> Tekst

============================================================

Odnośnie pominięcia przez Sąd Rejonowy dowodu z zeznań powodów należy podkreślić, że co do zasady przeprowadzenie takiego dowodu w sprawach dotyczących ważności umów o kredyt indeksowanych do waluty obcej jest celowe. W niniejszym wypadku jest jednak inaczej. Nie było potrzeby przesłuchania powodów na okoliczność ewentualnych indywidualnych uzgodnień z powodami co do treści postanowień umowy zawierających klauzule indeksacyjne. Postanowienia te, odmiennie niż w przypadku większości tego rodzaju umów, zawarte były bowiem w Regulaminie kredytu hipotecznego udzielanego przez (...) (§7 i 9). Nie mogło być zatem mowy o tym, by postanowienia te podlegały odrębnym negocjacjom – stały się one elementem łączącej strony umowy na skutek ich włączenia do umowy jako wzorca. Sąd Okręgowy nie widział także potrzeby przesłuchiwania powodów na okoliczność ich świadomości co do ewentualnych konsekwencji uznania umowy za nieważną. W powie powodowie zawarli oświadczenie, w którym godzili się na uznanie umowy za nieważną, wskazując, że w związku z całkowitą spłatą kredytu, nie grożą im żadne negatywne konsekwencje z tego tytułu.

Nie było również podstaw, by prowadzić postępowanie dowodowe, na okoliczności związane z wykonywaniem umowy. Okoliczność, w jaki sposób umowa była wykonywana, pozostaje irrelewantna dla kwestii jej ważności, w tym kontekście nie miał znaczenia fakt, że w toku wykonywania umowy powodowie zyskali możliwość dokonywania spłaty rat kredytu w walucie obcej.

============================================================

Fragmenty zapisów adnotacji:
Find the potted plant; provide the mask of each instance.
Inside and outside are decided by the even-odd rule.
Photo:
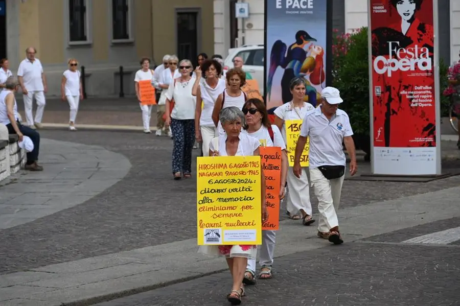
[[[357,149],[370,159],[369,70],[367,28],[352,33],[334,31],[333,40],[333,86],[340,91],[340,108],[348,114]]]

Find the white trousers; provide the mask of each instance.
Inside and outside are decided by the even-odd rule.
[[[150,115],[152,113],[151,105],[143,105],[142,103],[139,103],[141,110],[142,111],[142,123],[144,125],[144,130],[150,129]]]
[[[318,198],[319,220],[318,230],[327,232],[333,227],[338,226],[336,210],[340,202],[340,194],[345,175],[328,180],[318,168],[310,168],[311,185]]]
[[[80,104],[79,96],[66,96],[68,107],[70,107],[70,117],[68,121],[75,123],[77,113],[78,112],[78,105]]]
[[[286,209],[291,216],[299,213],[302,209],[311,216],[311,202],[310,200],[310,186],[308,184],[308,167],[302,168],[300,178],[294,174],[293,168],[288,169],[288,192]]]
[[[218,136],[217,128],[216,127],[200,127],[201,132],[201,140],[203,141],[203,156],[209,156],[209,144],[211,139]]]
[[[32,101],[34,98],[35,98],[35,103],[37,103],[37,111],[35,113],[35,121],[34,121],[34,114],[32,113]],[[34,122],[41,123],[41,119],[43,118],[44,106],[46,104],[43,90],[36,91],[29,90],[28,91],[27,95],[22,95],[22,99],[24,100],[24,110],[26,113],[27,125],[32,126]]]
[[[275,230],[262,230],[262,245],[257,246],[258,251],[260,251],[259,264],[262,266],[273,265],[273,256],[274,254],[274,246],[276,242],[277,232]],[[256,273],[256,257],[247,260],[246,269]]]

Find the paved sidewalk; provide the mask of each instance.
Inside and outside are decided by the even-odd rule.
[[[460,187],[456,187],[341,209],[341,231],[349,243],[460,217],[459,194]],[[435,209],[433,203],[436,203]],[[300,231],[307,232],[300,236]],[[283,221],[275,256],[330,245],[316,238],[316,233],[315,226],[300,227],[290,220]],[[225,268],[222,258],[203,257],[196,250],[196,240],[192,239],[4,274],[0,280],[0,302],[5,305],[89,305]]]
[[[83,203],[131,168],[126,157],[101,147],[48,139],[41,139],[39,158],[42,172],[21,170],[0,182],[0,229]]]

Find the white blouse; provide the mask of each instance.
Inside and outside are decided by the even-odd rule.
[[[218,137],[216,137],[216,138]],[[250,156],[254,155],[254,151],[260,146],[259,139],[248,136],[247,134],[240,133],[238,136],[240,142],[238,144],[238,149],[237,150],[235,156]],[[225,141],[227,140],[227,134],[225,134],[218,137],[218,150],[216,150],[215,146],[217,145],[212,140],[209,144],[209,149],[211,151],[217,151],[221,156],[228,156],[227,149],[225,147]]]
[[[192,88],[196,79],[192,78],[186,83],[181,83],[180,79],[177,78],[175,82],[171,82],[166,92],[168,100],[174,99],[174,107],[171,117],[177,120],[194,119],[196,97],[192,95]]]
[[[281,128],[281,134],[283,139],[286,141],[286,120],[303,120],[307,113],[314,109],[313,105],[308,102],[304,102],[304,106],[301,108],[292,108],[291,102],[285,103],[278,107],[273,112],[274,114],[283,120],[283,126]]]

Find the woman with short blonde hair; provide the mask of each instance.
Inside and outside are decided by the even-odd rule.
[[[61,94],[62,101],[67,101],[70,107],[70,116],[68,122],[68,129],[76,131],[75,119],[78,112],[78,105],[80,99],[83,99],[83,90],[80,79],[80,73],[78,70],[78,61],[75,58],[71,58],[67,62],[68,69],[62,74],[61,82]]]

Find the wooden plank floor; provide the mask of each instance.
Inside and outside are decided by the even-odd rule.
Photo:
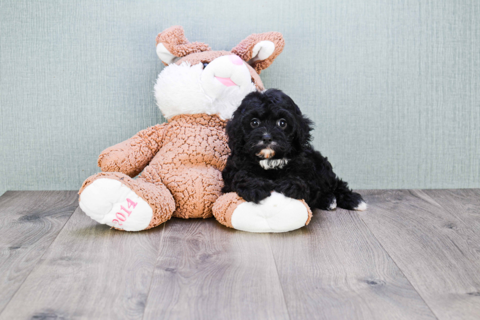
[[[252,234],[111,229],[76,192],[0,197],[0,319],[479,319],[480,190],[366,190]]]

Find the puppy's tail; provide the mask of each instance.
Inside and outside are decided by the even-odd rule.
[[[363,211],[367,208],[367,204],[361,196],[356,192],[353,192],[345,181],[338,180],[334,194],[336,198],[337,207],[359,211]]]

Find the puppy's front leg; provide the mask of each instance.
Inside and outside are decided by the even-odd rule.
[[[303,179],[296,176],[284,177],[275,182],[275,191],[294,199],[303,199],[308,201],[310,188]]]
[[[273,190],[271,180],[254,176],[246,171],[237,172],[232,182],[232,191],[245,201],[258,203],[269,197]]]

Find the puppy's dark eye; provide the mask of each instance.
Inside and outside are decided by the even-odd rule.
[[[256,118],[254,118],[252,119],[252,122],[250,123],[250,125],[252,128],[255,129],[260,125],[260,121],[257,119]]]
[[[285,119],[280,119],[277,122],[277,125],[282,129],[285,129],[287,127],[287,121],[285,121]]]

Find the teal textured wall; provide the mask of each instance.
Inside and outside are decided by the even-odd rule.
[[[262,74],[355,188],[479,187],[480,2],[0,1],[0,194],[77,189],[104,148],[163,122],[157,33],[229,49],[282,32]]]

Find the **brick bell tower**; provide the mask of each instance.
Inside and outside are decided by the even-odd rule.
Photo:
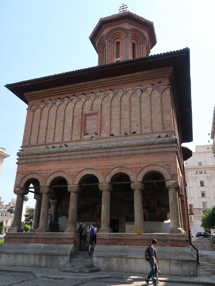
[[[99,66],[149,56],[157,42],[152,22],[121,7],[118,14],[100,18],[89,37]]]

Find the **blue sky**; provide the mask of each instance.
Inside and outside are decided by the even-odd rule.
[[[151,54],[190,49],[193,142],[195,151],[210,139],[215,60],[214,11],[210,1],[129,0],[128,10],[153,22],[157,43]],[[96,66],[89,37],[100,18],[118,12],[115,0],[2,0],[0,3],[0,146],[10,155],[0,178],[0,197],[13,193],[16,153],[22,144],[27,105],[4,86]],[[26,205],[33,206],[29,194]]]

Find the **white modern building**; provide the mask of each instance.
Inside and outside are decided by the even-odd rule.
[[[200,227],[204,213],[215,205],[215,155],[211,153],[212,148],[211,145],[196,146],[196,152],[186,162],[190,227],[194,236],[197,232],[215,234],[214,230]]]

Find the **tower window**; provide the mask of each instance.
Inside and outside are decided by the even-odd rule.
[[[132,43],[132,57],[133,57],[133,58],[134,58],[136,57],[136,55],[135,54],[135,43]]]
[[[201,192],[201,197],[202,198],[205,198],[206,196],[205,195],[205,192],[204,191],[203,191]]]
[[[116,42],[116,58],[120,57],[120,42]]]
[[[205,185],[205,182],[204,181],[200,181],[200,185],[201,187],[204,187]]]
[[[207,208],[206,202],[202,202],[202,207],[203,208]]]

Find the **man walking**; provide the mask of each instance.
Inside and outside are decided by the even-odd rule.
[[[95,226],[95,223],[93,223],[92,224],[92,226],[90,228],[89,232],[89,240],[90,240],[90,245],[89,245],[89,251],[88,253],[89,255],[91,255],[90,253],[90,249],[92,245],[93,241],[95,242],[94,245],[94,249],[95,249],[95,247],[96,244],[96,235],[97,234],[98,229]]]
[[[150,256],[149,262],[151,266],[151,270],[149,274],[148,275],[147,278],[146,278],[145,281],[147,285],[149,285],[149,281],[153,276],[154,275],[154,277],[156,277],[156,279],[153,281],[153,285],[159,285],[158,284],[158,271],[159,272],[160,271],[158,268],[157,264],[157,259],[156,259],[156,249],[155,246],[157,245],[157,242],[156,239],[153,238],[152,241],[152,243],[150,244],[148,248],[148,252]]]

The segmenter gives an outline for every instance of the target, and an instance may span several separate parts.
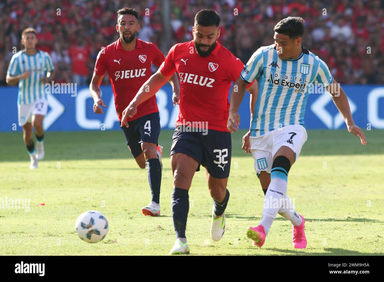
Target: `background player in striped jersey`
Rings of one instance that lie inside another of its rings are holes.
[[[54,72],[49,54],[36,49],[37,36],[35,29],[24,30],[21,42],[25,49],[12,56],[7,72],[7,83],[10,85],[19,83],[19,125],[23,127],[24,143],[31,158],[29,168],[34,169],[38,168],[38,160],[44,157],[43,120],[48,108],[45,84],[52,80]],[[37,140],[36,151],[33,127]]]
[[[218,241],[225,231],[232,149],[231,135],[227,128],[228,94],[232,82],[237,79],[244,65],[217,42],[220,22],[214,11],[197,13],[193,40],[171,48],[159,70],[143,85],[124,110],[121,119],[122,125],[127,118],[136,114],[141,103],[151,99],[177,72],[180,77],[179,114],[171,148],[172,218],[176,240],[170,254],[189,252],[185,235],[188,192],[195,172],[200,165],[205,168],[214,201],[211,237]],[[247,86],[250,92],[257,91],[257,84]],[[203,125],[207,124],[205,129],[207,130],[201,130]]]
[[[305,221],[292,207],[286,191],[288,173],[307,140],[303,118],[312,84],[316,82],[326,87],[348,130],[360,138],[362,145],[366,144],[364,134],[354,124],[347,96],[327,65],[301,47],[304,27],[304,20],[298,17],[289,17],[278,23],[275,44],[260,47],[253,54],[235,82],[238,91],[232,93],[227,125],[233,133],[240,124],[238,112],[245,87],[258,78],[258,95],[243,148],[252,153],[266,193],[261,221],[257,227],[247,229],[253,245],[260,247],[278,213],[292,224],[294,247],[306,246]],[[268,204],[275,200],[279,207]]]
[[[101,99],[100,85],[106,72],[111,82],[119,120],[122,111],[134,97],[141,85],[151,76],[151,64],[159,66],[164,61],[161,51],[152,43],[136,38],[140,30],[137,10],[124,8],[118,11],[116,31],[120,38],[102,49],[98,55],[89,89],[94,101],[93,110],[103,114],[106,107]],[[179,89],[176,74],[170,78],[175,102]],[[161,154],[158,143],[160,133],[160,117],[156,97],[140,105],[137,114],[121,127],[127,144],[139,166],[148,167],[148,178],[152,194],[149,204],[142,208],[144,215],[160,214]],[[122,123],[121,124],[122,125]]]

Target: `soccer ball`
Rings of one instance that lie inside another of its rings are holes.
[[[97,243],[104,239],[109,229],[105,216],[96,211],[83,213],[77,218],[74,227],[82,240]]]

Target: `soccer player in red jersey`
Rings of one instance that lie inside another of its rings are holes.
[[[159,66],[164,59],[164,54],[156,45],[136,38],[140,28],[138,18],[137,11],[134,9],[124,8],[118,12],[116,30],[120,38],[99,53],[89,86],[94,101],[93,111],[103,114],[101,107],[106,106],[101,99],[99,86],[105,72],[108,72],[119,121],[127,105],[151,76],[151,64]],[[180,90],[175,74],[169,78],[169,82],[176,99]],[[148,168],[152,198],[148,206],[142,209],[142,213],[146,216],[158,216],[160,214],[162,147],[158,143],[160,123],[156,97],[142,104],[137,110],[135,117],[126,119],[125,126],[121,124],[121,127],[127,144],[139,166]]]
[[[174,46],[157,71],[141,87],[123,112],[121,125],[139,113],[175,72],[180,78],[179,114],[171,148],[173,173],[172,217],[176,240],[171,254],[189,253],[185,231],[189,209],[188,190],[195,172],[205,168],[214,199],[211,237],[221,239],[225,230],[224,211],[229,198],[227,184],[231,161],[230,134],[227,128],[228,91],[244,65],[217,41],[220,18],[202,10],[195,17],[194,40]],[[257,83],[248,85],[257,93]]]

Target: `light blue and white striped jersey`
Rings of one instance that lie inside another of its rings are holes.
[[[306,49],[302,50],[296,59],[281,60],[275,44],[261,47],[244,67],[241,74],[244,81],[259,79],[251,136],[263,135],[290,124],[305,127],[308,84],[316,81],[325,87],[332,82],[326,64]]]
[[[37,50],[34,55],[27,55],[25,50],[13,55],[9,63],[7,73],[10,76],[20,75],[29,71],[30,75],[26,79],[19,82],[19,94],[17,104],[25,105],[33,103],[39,99],[47,99],[45,84],[40,81],[47,72],[53,70],[53,65],[49,54]]]

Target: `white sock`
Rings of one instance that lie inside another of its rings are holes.
[[[291,199],[286,195],[284,200],[285,200],[283,202],[283,206],[280,207],[280,209],[279,210],[279,214],[290,221],[293,225],[295,226],[300,225],[303,220],[295,210]]]
[[[264,227],[266,235],[268,234],[272,223],[276,218],[287,188],[286,181],[272,176],[271,175],[271,183],[264,198],[263,217],[260,224]]]

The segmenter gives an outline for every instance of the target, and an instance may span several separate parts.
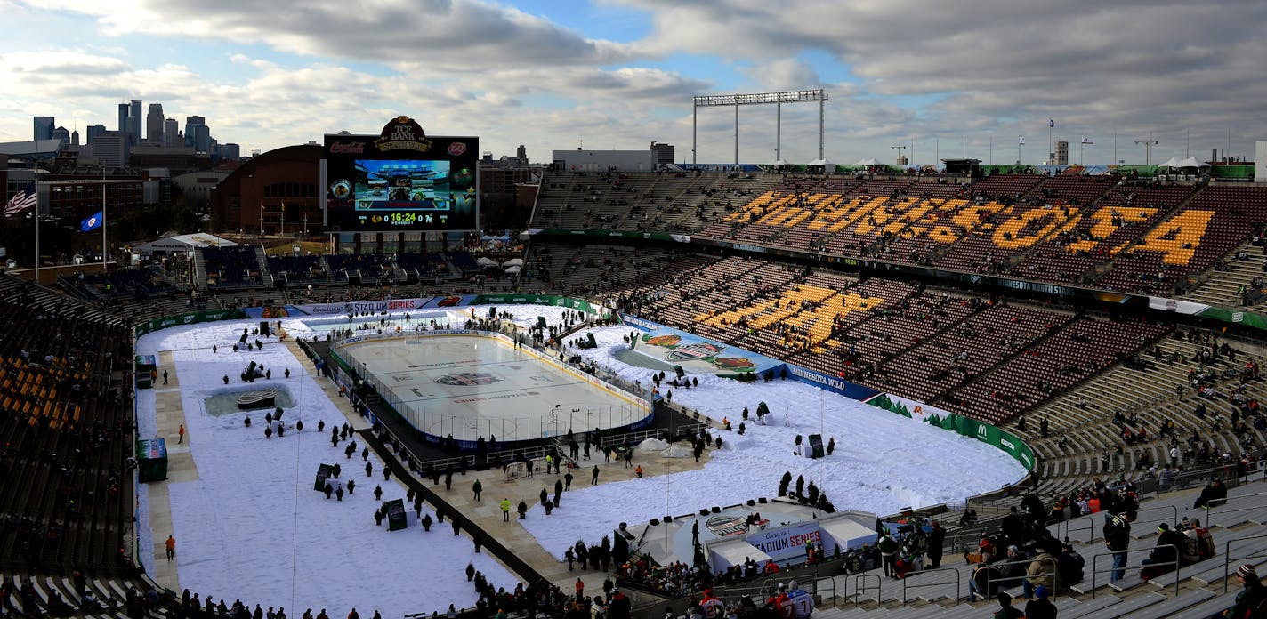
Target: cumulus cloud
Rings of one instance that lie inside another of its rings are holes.
[[[1267,86],[1248,61],[1267,57],[1263,3],[611,1],[655,15],[655,30],[636,46],[644,53],[793,67],[802,51],[827,52],[870,95],[914,100],[903,105],[915,118],[895,138],[1033,133],[1048,118],[1101,135],[1182,128],[1209,141],[1229,122],[1267,134],[1252,111]],[[831,113],[839,108],[834,101]]]
[[[104,33],[117,37],[233,41],[388,63],[426,59],[437,71],[603,65],[630,57],[625,46],[476,0],[305,0],[280,8],[256,0],[58,0],[56,6],[94,15]]]
[[[428,132],[480,134],[484,149],[525,143],[535,161],[582,139],[620,148],[665,141],[680,161],[689,159],[692,95],[805,87],[831,97],[834,161],[884,158],[889,146],[915,141],[916,161],[929,162],[938,138],[987,158],[992,139],[1041,143],[1048,118],[1057,139],[1097,138],[1095,161],[1110,157],[1112,133],[1126,142],[1154,132],[1154,156],[1183,154],[1188,133],[1194,154],[1221,148],[1229,128],[1242,152],[1267,135],[1261,1],[597,0],[649,15],[650,32],[631,43],[507,4],[19,4],[23,19],[49,9],[87,15],[106,38],[0,56],[0,139],[27,139],[30,114],[56,113],[62,123],[71,113],[57,110],[67,105],[99,110],[91,122],[113,125],[114,104],[141,97],[161,100],[172,116],[205,115],[218,138],[264,148],[376,130],[403,113]],[[237,72],[147,65],[128,53],[134,38],[201,46]],[[734,157],[732,124],[732,113],[701,111],[699,161]],[[772,157],[773,124],[773,110],[742,111],[741,159]],[[817,156],[816,106],[784,106],[782,142],[789,161]]]

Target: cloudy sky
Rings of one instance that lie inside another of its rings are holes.
[[[642,149],[691,161],[692,96],[825,89],[826,156],[1153,162],[1267,139],[1262,0],[0,0],[0,142],[32,116],[115,129],[117,105],[207,118],[243,153],[376,133],[398,114],[495,154]],[[775,110],[740,110],[739,158],[774,159]],[[734,108],[698,115],[734,159]],[[784,105],[783,158],[818,109]],[[1116,135],[1116,149],[1114,147]],[[1149,138],[1152,135],[1152,138]]]

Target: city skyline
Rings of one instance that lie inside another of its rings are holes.
[[[1267,54],[1261,3],[385,0],[355,20],[342,6],[0,0],[15,27],[0,53],[0,142],[30,139],[34,116],[115,129],[114,106],[138,100],[167,119],[204,116],[243,152],[405,114],[497,154],[525,144],[533,162],[651,141],[689,162],[693,95],[817,87],[835,163],[1040,163],[1049,132],[1071,162],[1144,163],[1147,139],[1157,163],[1252,157],[1267,137],[1267,87],[1249,61]],[[783,106],[784,159],[816,158],[815,108]],[[774,114],[739,110],[742,162],[774,159]],[[734,109],[698,120],[698,161],[732,161]]]

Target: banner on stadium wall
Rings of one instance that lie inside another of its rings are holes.
[[[893,394],[879,394],[867,400],[872,406],[879,406],[896,414],[919,419],[965,437],[973,437],[982,443],[990,443],[996,449],[1006,452],[1021,463],[1026,471],[1034,470],[1034,449],[1030,449],[1016,434],[1000,429],[984,422],[978,422],[945,409],[917,403]]]
[[[821,541],[818,523],[815,520],[797,523],[782,529],[767,529],[744,538],[756,549],[783,563],[788,560],[805,557],[805,546]]]
[[[827,391],[840,394],[853,400],[867,401],[879,395],[879,391],[872,387],[850,382],[836,376],[827,376],[822,372],[815,372],[813,370],[806,370],[801,366],[793,366],[792,363],[786,363],[784,367],[787,367],[789,376],[796,377],[796,380],[801,382],[807,382],[818,389],[826,389]]]
[[[238,309],[190,311],[188,314],[177,314],[175,316],[155,318],[152,320],[146,320],[136,325],[132,330],[133,335],[139,338],[146,333],[153,333],[158,329],[166,329],[169,327],[180,327],[182,324],[210,323],[214,320],[239,320],[243,318],[251,318],[251,316],[247,315],[246,311]]]
[[[778,376],[783,362],[764,354],[735,348],[730,344],[696,335],[644,318],[621,314],[621,320],[642,333],[634,343],[634,352],[668,366],[682,366],[688,373],[741,375],[767,371]],[[654,368],[654,367],[653,367]]]
[[[599,239],[647,239],[647,241],[672,241],[674,243],[689,243],[689,234],[669,234],[664,232],[637,232],[637,230],[601,230],[601,229],[573,229],[573,228],[530,228],[530,235],[545,235],[545,237],[585,237]]]
[[[383,311],[402,313],[433,308],[462,308],[466,305],[555,305],[587,314],[604,314],[607,310],[584,299],[556,295],[447,295],[424,299],[384,299],[380,301],[347,301],[318,305],[288,305],[290,315],[308,314],[313,316],[380,314]],[[269,316],[264,316],[269,318]]]
[[[990,443],[995,448],[1007,452],[1007,454],[1020,462],[1026,471],[1034,470],[1034,451],[1030,449],[1024,441],[1007,430],[1002,430],[988,423],[978,422],[954,413],[949,416],[941,418],[938,425],[950,432],[958,432],[965,437],[974,437],[982,443]]]
[[[303,313],[312,316],[328,316],[338,314],[378,314],[380,311],[409,311],[412,309],[419,309],[431,301],[431,297],[426,299],[384,299],[381,301],[347,301],[347,303],[323,303],[317,305],[288,305],[289,310],[294,313]],[[293,313],[293,314],[294,314]]]

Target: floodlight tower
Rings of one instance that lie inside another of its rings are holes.
[[[905,163],[902,163],[902,151],[906,151],[906,144],[891,146],[889,148],[897,151],[897,165],[903,166]]]
[[[698,127],[699,108],[735,106],[735,165],[739,165],[739,106],[740,105],[775,105],[774,116],[774,157],[775,161],[783,156],[783,104],[818,101],[818,159],[822,159],[822,124],[824,104],[827,94],[822,89],[792,90],[783,92],[758,92],[748,95],[704,95],[693,97],[694,109],[691,114],[691,163],[698,163]]]

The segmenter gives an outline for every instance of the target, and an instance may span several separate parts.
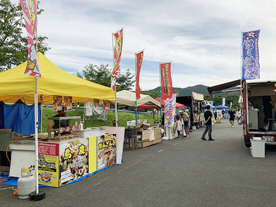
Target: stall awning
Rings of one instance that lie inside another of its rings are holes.
[[[160,100],[161,100],[160,97],[157,97],[155,99],[155,100],[156,100],[157,101],[158,101],[158,102],[159,102],[159,108],[160,108]],[[165,101],[163,100],[161,100],[161,105],[162,106],[162,108],[164,109],[165,108]],[[176,107],[178,109],[182,109],[185,110],[185,106],[184,105],[184,104],[181,104],[177,102],[176,103]],[[138,107],[138,111],[140,111],[142,109],[156,109],[156,108],[157,107],[155,106],[149,106],[146,104],[143,104],[143,105],[141,105]]]
[[[160,108],[160,103],[149,95],[141,94],[140,99],[137,100],[137,106],[143,104],[147,104]],[[118,108],[126,106],[135,106],[136,94],[134,92],[123,90],[116,93],[116,99]],[[112,105],[114,103],[111,102]]]
[[[52,104],[53,95],[73,97],[73,102],[85,98],[115,101],[115,92],[110,87],[79,78],[61,69],[41,53],[38,53],[42,78],[38,79],[39,102]],[[36,78],[24,75],[27,61],[0,73],[0,101],[15,103],[19,99],[34,103]]]
[[[240,85],[240,79],[237,80],[236,81],[223,83],[220,85],[217,85],[215,86],[208,87],[207,90],[209,93],[209,95],[214,97],[213,92],[214,92],[221,91],[223,90],[227,89],[227,88],[238,86],[239,85]]]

============================================================

> Polecenia
[1] Według tekstu o ważności umowy kredytu indeksowanego, gdzie znajdowały się postanowienia zawierające klauzule indeksacyjne?
[2] Kontynuuj tekst o ważności umowy kredytu indeksowanego, zaczynając od miejsca po jego ostatnim zdaniu.

> Odpowiedzi
[1] Znajdowały się w Regulaminie kredytu hipotecznego, w §7 i 9.

[2]
Odnośnie meritum sprawy należało poczynić następujące uwagi.

Nie ulegało wątpliwości, że będąca przedmiotem sporu czynność prawna, to umowa o kredyt. Przedmiotowa umowa miała charakter kredytu indeksowanego do waluty obcej – EURO, co wynika z jej treści i konstrukcji. W kredycie denominowanym kwota kredytu jest wyrażona w walucie obcej, a zostaje wypłacona w walucie krajowej według klauzuli umownej opartej na kursie kupna waluty obcej obowiązującym w dniu uruchomienia kredytu. W przypadku z kolei kredytu indeksowanego, kwota kredytu jest podana w walucie krajowej, ale zostaje przeliczona na walutę obcą według klauzuli umownej opartej również na kursie kupna tej waluty obowiązującym w dniu uruchomienia kredytu. Kredyt walutowy jest udzielony i spłacany w walucie obcej, a w konstrukcji umowy nie ma powiązań z walutą polską.

Umowa łącząca strony nie jest ani kredytem złotowym, ani walutowym, ale kredytem waloryzowanym walutą wymienialną – indeksowanym.

Przede wszystkim należało uznać, że umowa kredytu jest nieważna ze względu na brak ścisłego określenia zobowiązania kredytobiorcy względem kredytodawcy. Sąd Okręgowy uznał, że przedmiotowa umowa dotknięta jest nieważnością ze względu na brak konsensusu stron co do wysokości zobowiązania kredytobiorcy.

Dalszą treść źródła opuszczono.